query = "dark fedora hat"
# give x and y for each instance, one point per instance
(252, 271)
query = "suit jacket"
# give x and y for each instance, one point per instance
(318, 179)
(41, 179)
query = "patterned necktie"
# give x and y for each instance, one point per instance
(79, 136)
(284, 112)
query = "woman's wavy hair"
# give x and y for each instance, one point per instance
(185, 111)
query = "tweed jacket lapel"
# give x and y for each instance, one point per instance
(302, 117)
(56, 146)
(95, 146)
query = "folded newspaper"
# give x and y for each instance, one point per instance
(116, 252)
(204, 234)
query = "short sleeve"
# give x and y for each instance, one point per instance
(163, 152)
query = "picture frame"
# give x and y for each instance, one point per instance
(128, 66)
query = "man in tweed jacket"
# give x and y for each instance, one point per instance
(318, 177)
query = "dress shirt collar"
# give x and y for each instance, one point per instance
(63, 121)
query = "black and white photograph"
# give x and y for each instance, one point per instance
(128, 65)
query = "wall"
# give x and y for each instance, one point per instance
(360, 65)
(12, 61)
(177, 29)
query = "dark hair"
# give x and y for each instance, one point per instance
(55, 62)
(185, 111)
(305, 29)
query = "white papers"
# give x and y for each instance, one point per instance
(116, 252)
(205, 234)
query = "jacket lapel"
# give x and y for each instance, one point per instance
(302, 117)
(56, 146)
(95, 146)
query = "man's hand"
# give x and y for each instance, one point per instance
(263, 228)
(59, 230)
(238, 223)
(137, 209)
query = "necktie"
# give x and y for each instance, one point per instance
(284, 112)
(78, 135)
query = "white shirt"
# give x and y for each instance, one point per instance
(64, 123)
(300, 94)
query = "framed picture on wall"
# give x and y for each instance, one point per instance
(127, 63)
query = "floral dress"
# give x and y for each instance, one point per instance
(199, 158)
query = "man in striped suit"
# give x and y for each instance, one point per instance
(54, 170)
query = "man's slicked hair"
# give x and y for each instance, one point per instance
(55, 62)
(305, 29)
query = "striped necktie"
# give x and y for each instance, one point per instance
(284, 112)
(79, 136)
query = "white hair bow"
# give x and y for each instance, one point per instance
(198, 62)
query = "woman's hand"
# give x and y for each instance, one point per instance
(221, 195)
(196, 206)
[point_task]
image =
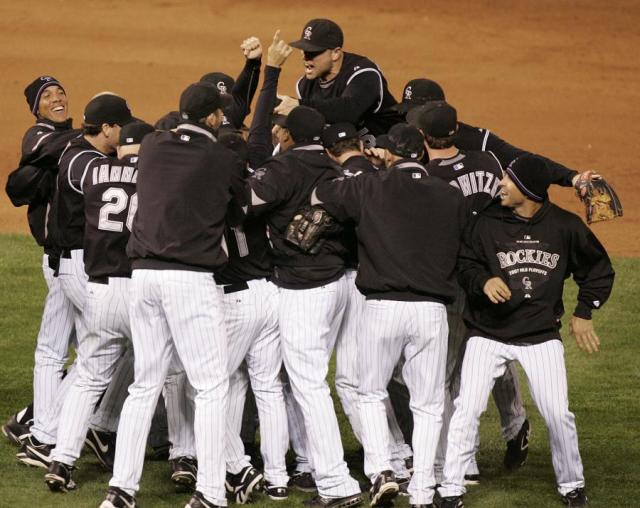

++++

### What to produce
Omit the pictures, then retype the remaining material without a single change.

### Task output
query = "dark fedora hat"
# give x and y for each instance, one point per instance
(252, 271)
query = "suit jacket"
# give x and y for each instance, one point per instance
(318, 179)
(41, 179)
query = "patterned necktie"
# give x and y for each instance, one point per instance
(79, 136)
(284, 112)
query = "woman's wavy hair"
# give x and y for each instance, one point per instance
(185, 111)
query = "tweed jacket lapel"
# give x and y for each instance, one point per instance
(302, 117)
(56, 146)
(95, 146)
query = "folded newspaper"
# give x and y for each instance, one point per instance
(116, 252)
(204, 234)
query = "short sleeve"
# give x and y for each instance, one point per instance
(163, 152)
query = "picture frame"
# give x and y for each instance, one point per instance
(128, 66)
query = "man in tweed jacket"
# give x and y for each instance, one point per instance
(318, 177)
query = "dress shirt collar"
# give x and y for each instance, one point per instance
(63, 121)
query = "black and white photograph"
# give x and y for each instance, one point per instance
(128, 65)
query = "wall"
# give x and y for each instance, one point per instance
(360, 65)
(12, 61)
(177, 29)
query = "dark hair"
# give x and y for each instance, one point per instance
(55, 62)
(185, 111)
(305, 29)
query = "white papers"
# give x and y for each instance, one point per instance
(116, 252)
(205, 234)
query = "jacket lapel"
# give x and y for each instance, one point per instance
(302, 117)
(56, 146)
(95, 146)
query = "man's hand"
# give x and y for each instance, one point per instance
(263, 228)
(59, 230)
(238, 223)
(137, 209)
query = "necktie"
# give x and y for each instance, one point per instance
(284, 112)
(78, 135)
query = "white shirt"
# give x and y for each instance, one point per instance
(64, 123)
(300, 94)
query = "framed picture on wall"
# give x and y for each instance, one point per instance
(127, 63)
query = "floral dress"
# give x and y for each instance, one point per instance
(199, 158)
query = "man in striped suit"
# give x and y for each instance, one point per instance
(54, 170)
query = "man's slicked hair"
# give x and y for each instance, one point per instance
(55, 62)
(305, 29)
query = "striped necktie"
# give x and y for each instance, one point per instance
(284, 112)
(79, 136)
query = "white hair bow"
# give x and y for each instance, one point per instance
(198, 62)
query = "woman's hand"
# give x and y for each instance, one point per instance
(221, 195)
(196, 206)
[point_task]
image =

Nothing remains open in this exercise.